К слову, Марья Васильевна, маман (Ольга
Барнет), стареющая, но не старая
эмансипе, - фигура в этом спектакле
замечательная (чего стоит сцена, в
которой она безуспешно пытается своей
тростью «приручить» гамак).
Останавливая не в меру разгоряченного
сына, говорит: «Жан, не противоречь
Александру!» И хочется, чтобы он внял
ее совету.
Самый положительный герой спектакля
– конечно, Серебряков (а более всего
достойна сочувствия – Соня, живая,
деревенская девушка, невнимание к
которой кажется противоестественным).
Нестарый, он многое может себе
позволить (и как Серебряков, и как
Табаков, который вольно обращается с
чеховским текстом и, выходя на сцену,
делает реверанс в сторону фестиваля-«соучредителя»:
«Чудесные виды. И черешня отменная!»).

----

■ ЗАДАНИЯ ■
[A] Выведите из текста о спектакле отрывок, начиная со слов «Останавливая не в» и далее вплоть до слов «которой кажется противоестественным).».
[B] Какие слова и фразы в тексте о спектакле заключены в кавычки «»? Перечислите все.

■ ФРАГМЕНТ ИСТОЧНИКА ■
----

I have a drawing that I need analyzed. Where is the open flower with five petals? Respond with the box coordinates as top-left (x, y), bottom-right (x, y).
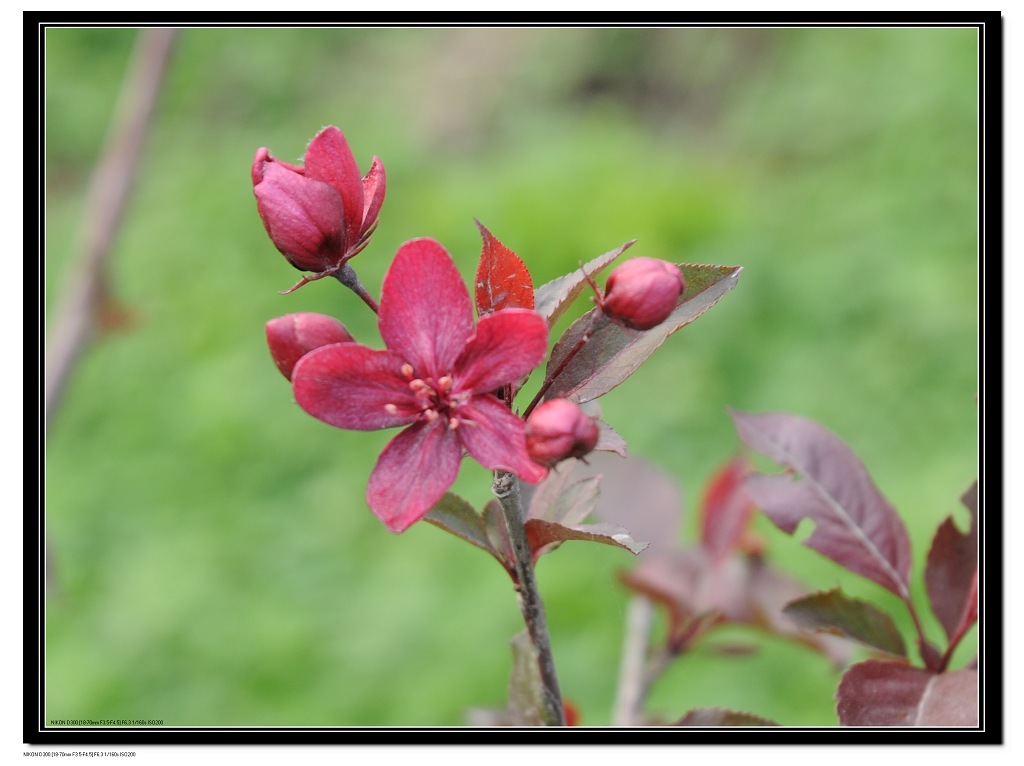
top-left (292, 239), bottom-right (548, 533)
top-left (252, 126), bottom-right (386, 290)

----

■ РЕЗУЛЬТАТЫ ■
[A]
Останавливая не в меру разгоряченного
сына, говорит: «Жан, не противоречь
Александру!» И хочется, чтобы он внял
ее совету.
Самый положительный герой спектакля
– конечно, Серебряков (а более всего
достойна сочувствия – Соня, живая,
деревенская девушка, невнимание к
которой кажется противоестественным).

[B]
- приручить
- Жан, не противоречь Александру!
- соучредителя
- Чудесные виды. И черешня отменная!